SET TASK –
According to the film summary, what position is Meyers given after Thompson endorses Morris?

Having been told that Meyers had threatened to take down the campaign, Molly fatally overdoses on pills in a hotel room. Meyers comes across the scene and steals her phone. Unbeknownst to the Morris campaign, he meets with Thompson to set the conditions for his endorsement and his delegates. Meyers confronts Morris and gives him an ultimatum: Either give him Zara's job and offer Thompson the post of Vice President, or Meyers will go to the press with Molly's purported suicide note and expose the affair, all but assuring Morris's reputation tarnished and Pullman getting Thompson's endorsement. Morris relents, giving up what is left of his personal integrity, and meets Meyers' demands. Zara takes his firing philosophically and is amicable when he chats with Meyers at Molly's funeral.

Thompson officially endorses Morris, making him the de facto Democratic nominee. Promoted to senior campaign manager, Meyers is on the way to a remote TV interview with John King when Ida Horowicz ambushes him and says her next story will be about how Meyers delivered Thompson and his delegates and got his promotion. He reacts by having security bar Horowicz from entering the auditorium. Meyers takes his seat for the interview, just as Morris finishes a speech about how integrity and dignity matter. King then asks Meyers for insight as to how the events surrounding the primary unfolded.

Cast
 Ryan Gosling as Stephen Meyers, Morris' junior campaign manager.
 George Clooney as Mike Morris, Governor of Pennsylvania and a Democratic presidential candidate.
 Philip Seymour Hoffman as Paul Zara, Morris' campaign manager and Meyers's superior and mentor.
 Paul Giamatti as Tom Duffy, Ted Pullman's campaign manager.
 Evan Rachel Wood as Molly Stearns, an intern for Morris's campaign and Meyers' love interest.
 Marisa Tomei as Ida Horowicz, a reporter for the New York Times.
 Jeffrey Wright as Franklin Thompson, Democratic Senator from North Carolina.
 Max Minghella as Ben Harpen, a member of Morris's campaign staff.
 Jennifer Ehle as Cindy Morris, wife to Governor Mike Morris and the First Lady of Pennsylvania. 
 Gregory Itzin as former Senator Jack Stearns, father of Molly Stearns and the chairman of the Democratic National Committee.
 Michael Mantell as Ted Pullman, Senator from Arkansas and Morris's opponent in the Democratic primaries.

Production
In October 2010, Variety reported that Clooney signed on to produce, direct, and star in the film adaptation of Beau Willimon's Broadway play Farragut North. Exclusive Media Group, Cross Creek Pictures, Smoke House Pictures, and Leonardo DiCaprio's Appian Way Productions financed the film. Filming in Cincinnati, Ohio began in February 2011 in Downtown Cincinnati at Fountain Square, Over-the-Rhine historic district, Northside, Mount Lookout, Xavier University, other neighborhoods and at Miami University's Farmer School of Business and Hall Auditorium (Miami University and Hall Auditorium are located in Oxford, Ohio). Principal photography also took place in Downtown Detroit and Ann Arbor, Michigan. On 14 March, filming began at the University of Michigan and included 1,000 extras.

(Excerpts from point annotation data)
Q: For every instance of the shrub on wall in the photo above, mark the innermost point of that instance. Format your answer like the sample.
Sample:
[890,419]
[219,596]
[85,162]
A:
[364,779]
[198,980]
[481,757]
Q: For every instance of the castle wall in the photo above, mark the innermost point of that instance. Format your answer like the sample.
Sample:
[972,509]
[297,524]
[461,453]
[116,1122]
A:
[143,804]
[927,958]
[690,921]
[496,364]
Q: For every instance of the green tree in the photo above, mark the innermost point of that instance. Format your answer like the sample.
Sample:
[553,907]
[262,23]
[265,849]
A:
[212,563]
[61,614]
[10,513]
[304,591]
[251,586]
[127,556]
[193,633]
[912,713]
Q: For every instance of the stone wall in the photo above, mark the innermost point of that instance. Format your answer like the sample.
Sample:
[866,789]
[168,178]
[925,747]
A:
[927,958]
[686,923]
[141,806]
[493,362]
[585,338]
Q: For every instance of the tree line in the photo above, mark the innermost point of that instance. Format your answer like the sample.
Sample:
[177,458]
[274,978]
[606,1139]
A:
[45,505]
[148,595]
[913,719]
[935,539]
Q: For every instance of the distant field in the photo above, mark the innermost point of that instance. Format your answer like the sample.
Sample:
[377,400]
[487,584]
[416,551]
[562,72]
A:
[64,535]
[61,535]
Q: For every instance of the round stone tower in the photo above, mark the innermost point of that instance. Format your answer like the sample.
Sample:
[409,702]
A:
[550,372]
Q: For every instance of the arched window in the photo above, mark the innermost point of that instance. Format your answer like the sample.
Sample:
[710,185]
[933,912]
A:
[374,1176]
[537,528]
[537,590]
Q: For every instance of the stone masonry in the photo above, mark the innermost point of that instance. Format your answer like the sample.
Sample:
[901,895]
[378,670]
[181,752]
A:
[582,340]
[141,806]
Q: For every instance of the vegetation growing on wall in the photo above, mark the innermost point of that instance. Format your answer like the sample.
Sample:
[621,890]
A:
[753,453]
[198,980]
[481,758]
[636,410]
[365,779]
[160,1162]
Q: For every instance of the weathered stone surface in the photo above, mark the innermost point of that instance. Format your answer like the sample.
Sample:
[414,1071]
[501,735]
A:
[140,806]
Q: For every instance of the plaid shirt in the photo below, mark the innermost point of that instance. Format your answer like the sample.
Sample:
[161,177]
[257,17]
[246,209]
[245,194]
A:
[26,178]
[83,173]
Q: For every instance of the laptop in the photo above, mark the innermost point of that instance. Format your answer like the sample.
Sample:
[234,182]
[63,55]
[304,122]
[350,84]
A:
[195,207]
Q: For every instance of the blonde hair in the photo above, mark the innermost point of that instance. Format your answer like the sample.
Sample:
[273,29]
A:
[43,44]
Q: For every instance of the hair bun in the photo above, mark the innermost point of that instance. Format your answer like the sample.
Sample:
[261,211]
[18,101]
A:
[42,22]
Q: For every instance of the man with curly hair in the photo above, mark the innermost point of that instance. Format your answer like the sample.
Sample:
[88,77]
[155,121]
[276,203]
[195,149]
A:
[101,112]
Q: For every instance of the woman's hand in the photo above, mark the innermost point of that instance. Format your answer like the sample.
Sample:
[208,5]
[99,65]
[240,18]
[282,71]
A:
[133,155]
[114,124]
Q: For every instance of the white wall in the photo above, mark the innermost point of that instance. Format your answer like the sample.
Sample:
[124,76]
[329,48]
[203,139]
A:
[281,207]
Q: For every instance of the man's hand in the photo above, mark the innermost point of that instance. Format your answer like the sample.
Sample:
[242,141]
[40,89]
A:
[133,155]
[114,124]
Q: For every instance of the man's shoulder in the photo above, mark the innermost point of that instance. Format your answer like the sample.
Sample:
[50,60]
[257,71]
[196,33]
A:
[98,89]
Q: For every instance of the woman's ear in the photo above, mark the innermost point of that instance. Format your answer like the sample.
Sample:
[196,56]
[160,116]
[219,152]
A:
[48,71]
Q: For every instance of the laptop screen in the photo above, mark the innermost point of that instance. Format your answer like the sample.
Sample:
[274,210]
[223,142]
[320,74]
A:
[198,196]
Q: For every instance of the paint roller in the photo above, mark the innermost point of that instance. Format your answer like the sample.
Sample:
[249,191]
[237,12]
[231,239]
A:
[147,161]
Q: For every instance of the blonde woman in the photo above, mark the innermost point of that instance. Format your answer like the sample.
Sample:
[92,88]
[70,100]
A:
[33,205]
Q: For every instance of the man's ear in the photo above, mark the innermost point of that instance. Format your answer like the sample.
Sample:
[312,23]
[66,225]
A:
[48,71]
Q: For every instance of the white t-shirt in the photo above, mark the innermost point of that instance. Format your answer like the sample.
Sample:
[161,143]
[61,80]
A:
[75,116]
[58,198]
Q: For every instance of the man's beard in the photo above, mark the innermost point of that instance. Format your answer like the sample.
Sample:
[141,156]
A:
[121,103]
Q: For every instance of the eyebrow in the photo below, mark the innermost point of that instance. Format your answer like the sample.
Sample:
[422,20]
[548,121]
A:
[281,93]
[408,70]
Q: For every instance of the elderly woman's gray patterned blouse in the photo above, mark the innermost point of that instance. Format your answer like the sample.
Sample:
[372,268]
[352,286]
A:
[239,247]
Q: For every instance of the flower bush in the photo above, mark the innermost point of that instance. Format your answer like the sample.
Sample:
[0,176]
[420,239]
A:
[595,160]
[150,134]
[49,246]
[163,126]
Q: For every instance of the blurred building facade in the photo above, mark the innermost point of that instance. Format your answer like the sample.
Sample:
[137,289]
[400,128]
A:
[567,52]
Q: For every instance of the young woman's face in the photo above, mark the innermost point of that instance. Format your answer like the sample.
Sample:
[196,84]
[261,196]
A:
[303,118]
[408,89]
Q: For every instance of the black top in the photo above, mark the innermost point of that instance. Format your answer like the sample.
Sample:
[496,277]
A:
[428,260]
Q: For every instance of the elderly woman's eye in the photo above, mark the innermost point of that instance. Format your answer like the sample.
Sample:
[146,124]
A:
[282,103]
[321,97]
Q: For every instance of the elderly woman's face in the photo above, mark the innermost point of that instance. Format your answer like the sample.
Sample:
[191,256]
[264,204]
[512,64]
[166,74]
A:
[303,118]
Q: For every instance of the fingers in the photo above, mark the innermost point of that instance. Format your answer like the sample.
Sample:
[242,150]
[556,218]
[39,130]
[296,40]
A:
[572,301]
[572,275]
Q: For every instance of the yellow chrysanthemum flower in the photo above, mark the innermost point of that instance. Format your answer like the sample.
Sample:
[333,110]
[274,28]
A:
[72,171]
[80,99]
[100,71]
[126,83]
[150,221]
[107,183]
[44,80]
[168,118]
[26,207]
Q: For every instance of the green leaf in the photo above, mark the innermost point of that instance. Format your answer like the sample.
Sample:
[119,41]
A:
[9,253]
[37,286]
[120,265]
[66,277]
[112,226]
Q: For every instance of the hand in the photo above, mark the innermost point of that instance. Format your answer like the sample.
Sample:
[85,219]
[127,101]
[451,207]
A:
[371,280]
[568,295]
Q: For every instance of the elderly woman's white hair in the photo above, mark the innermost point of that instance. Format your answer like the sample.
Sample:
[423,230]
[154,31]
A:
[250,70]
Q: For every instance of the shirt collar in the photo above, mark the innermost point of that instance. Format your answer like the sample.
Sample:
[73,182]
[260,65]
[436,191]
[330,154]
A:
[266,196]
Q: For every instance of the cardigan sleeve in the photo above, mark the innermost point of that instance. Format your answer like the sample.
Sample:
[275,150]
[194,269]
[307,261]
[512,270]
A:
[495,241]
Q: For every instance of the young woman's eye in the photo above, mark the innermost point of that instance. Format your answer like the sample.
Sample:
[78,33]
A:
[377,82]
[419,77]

TASK RESULT –
Meyers is promoted to senior campaign manager.